Pull out every line in the listing below that contains the string "tree", copying each line in full. Case counts.

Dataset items
----
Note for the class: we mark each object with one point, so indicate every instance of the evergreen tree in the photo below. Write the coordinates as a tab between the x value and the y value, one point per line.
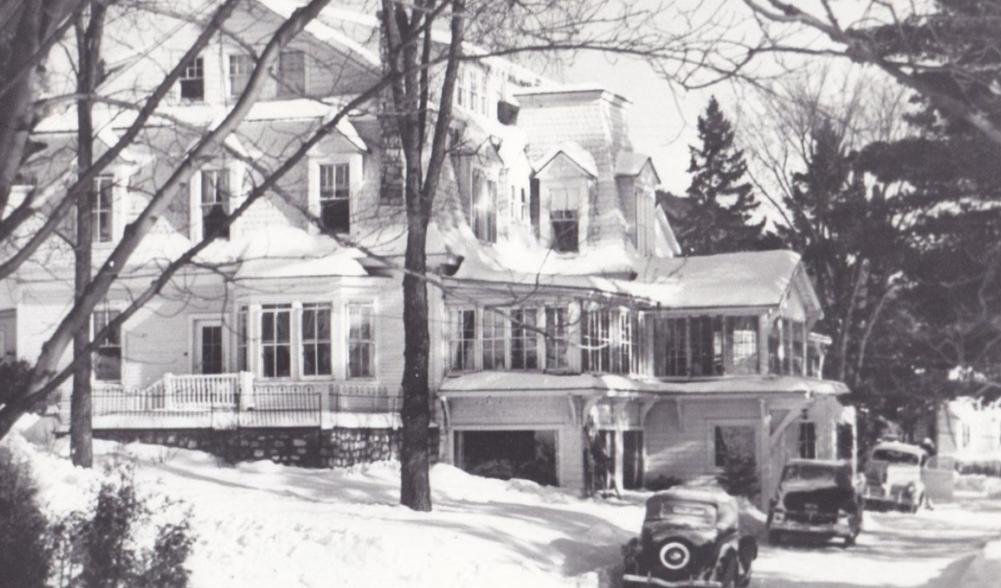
721	200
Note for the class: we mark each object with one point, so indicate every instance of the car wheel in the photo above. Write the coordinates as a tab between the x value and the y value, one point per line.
726	573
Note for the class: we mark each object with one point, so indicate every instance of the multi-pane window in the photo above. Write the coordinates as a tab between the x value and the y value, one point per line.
242	340
291	73
742	345
565	230
108	358
557	339
463	340
608	341
101	208
493	340
334	196
706	345
485	221
671	346
214	203
240	67
360	341
192	80
808	440
275	341
525	339
316	340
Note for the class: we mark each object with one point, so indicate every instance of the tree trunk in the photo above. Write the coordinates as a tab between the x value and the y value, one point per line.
414	486
88	40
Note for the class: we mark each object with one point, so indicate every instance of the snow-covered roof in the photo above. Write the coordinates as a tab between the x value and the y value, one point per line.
632	163
573	151
492	383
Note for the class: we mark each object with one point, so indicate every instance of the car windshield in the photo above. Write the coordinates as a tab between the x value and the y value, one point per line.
894	456
688	514
810	473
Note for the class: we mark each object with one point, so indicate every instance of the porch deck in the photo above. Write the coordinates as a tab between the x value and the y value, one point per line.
231	401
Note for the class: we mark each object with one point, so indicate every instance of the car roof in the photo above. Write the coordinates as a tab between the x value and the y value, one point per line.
899	446
821	463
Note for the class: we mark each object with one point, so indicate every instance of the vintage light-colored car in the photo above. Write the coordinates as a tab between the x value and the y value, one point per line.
893	476
690	537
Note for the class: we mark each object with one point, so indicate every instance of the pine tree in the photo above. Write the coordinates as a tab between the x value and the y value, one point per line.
721	198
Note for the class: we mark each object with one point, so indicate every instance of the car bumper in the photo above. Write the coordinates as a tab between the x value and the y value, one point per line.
837	529
652	581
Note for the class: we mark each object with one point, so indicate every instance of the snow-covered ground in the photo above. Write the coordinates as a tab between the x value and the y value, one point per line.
261	524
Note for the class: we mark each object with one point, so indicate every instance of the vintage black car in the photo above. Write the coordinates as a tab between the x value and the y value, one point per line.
690	537
819	498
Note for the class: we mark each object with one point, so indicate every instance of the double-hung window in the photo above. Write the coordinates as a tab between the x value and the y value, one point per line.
240	67
291	74
108	358
525	339
334	196
214	203
493	340
101	208
557	339
360	341
462	344
316	340
192	80
275	341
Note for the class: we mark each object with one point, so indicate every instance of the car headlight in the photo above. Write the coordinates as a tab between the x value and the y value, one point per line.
675	555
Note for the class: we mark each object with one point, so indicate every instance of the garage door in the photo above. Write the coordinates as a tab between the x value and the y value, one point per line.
530	455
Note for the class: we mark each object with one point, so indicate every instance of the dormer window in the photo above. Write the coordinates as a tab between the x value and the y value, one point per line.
214	203
291	74
565	230
334	196
193	80
101	208
240	67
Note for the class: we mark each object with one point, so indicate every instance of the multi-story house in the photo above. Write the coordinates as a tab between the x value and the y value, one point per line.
561	311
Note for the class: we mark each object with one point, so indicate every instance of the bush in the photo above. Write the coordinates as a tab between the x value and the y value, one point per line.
740	476
100	549
25	549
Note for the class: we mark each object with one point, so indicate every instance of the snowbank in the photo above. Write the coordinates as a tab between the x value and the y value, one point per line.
262	524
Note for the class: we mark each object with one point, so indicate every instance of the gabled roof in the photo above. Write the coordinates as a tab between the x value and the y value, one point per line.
632	163
573	151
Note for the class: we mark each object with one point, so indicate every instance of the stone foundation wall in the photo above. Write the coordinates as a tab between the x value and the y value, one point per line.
305	447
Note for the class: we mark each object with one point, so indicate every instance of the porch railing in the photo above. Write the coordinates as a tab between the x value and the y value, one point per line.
228	401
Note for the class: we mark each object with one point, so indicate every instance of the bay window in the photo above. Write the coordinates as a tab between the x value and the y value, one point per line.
525	339
462	342
316	340
360	341
275	341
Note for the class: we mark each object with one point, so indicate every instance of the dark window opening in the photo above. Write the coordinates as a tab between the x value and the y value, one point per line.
193	80
565	230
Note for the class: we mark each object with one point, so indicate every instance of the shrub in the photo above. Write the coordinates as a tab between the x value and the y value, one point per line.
739	476
25	549
100	549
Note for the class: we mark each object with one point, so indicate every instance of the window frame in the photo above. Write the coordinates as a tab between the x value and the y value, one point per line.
370	342
315	342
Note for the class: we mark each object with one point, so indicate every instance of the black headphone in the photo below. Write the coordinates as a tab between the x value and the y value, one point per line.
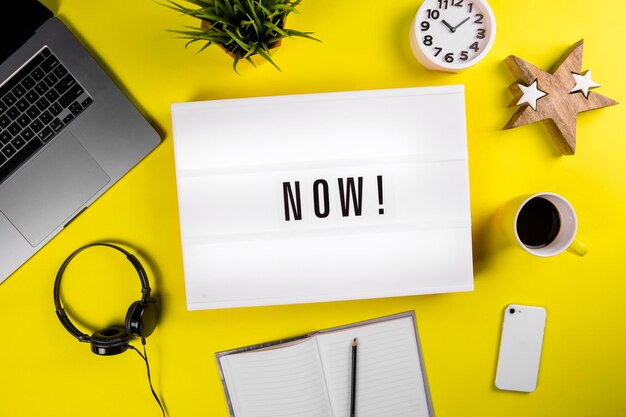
----
§ Output below:
Note for the class: we mark each object with one point, so indicate every instance of the evergreen tree in the photo below. Write the coordinates as a tab between the x value and the y value, one point per line.
Note for the class: we mark each object with one point, so indicate every instance of the tree trunk in the photo above. Write the coordinates as a tab between the x value and the y value, one point per line.
Note for the class: we mark each object with one point, so indicate every instance of the pine tree in the photo above. Write the coordinates as a tab between the x value and the y value, one point per line.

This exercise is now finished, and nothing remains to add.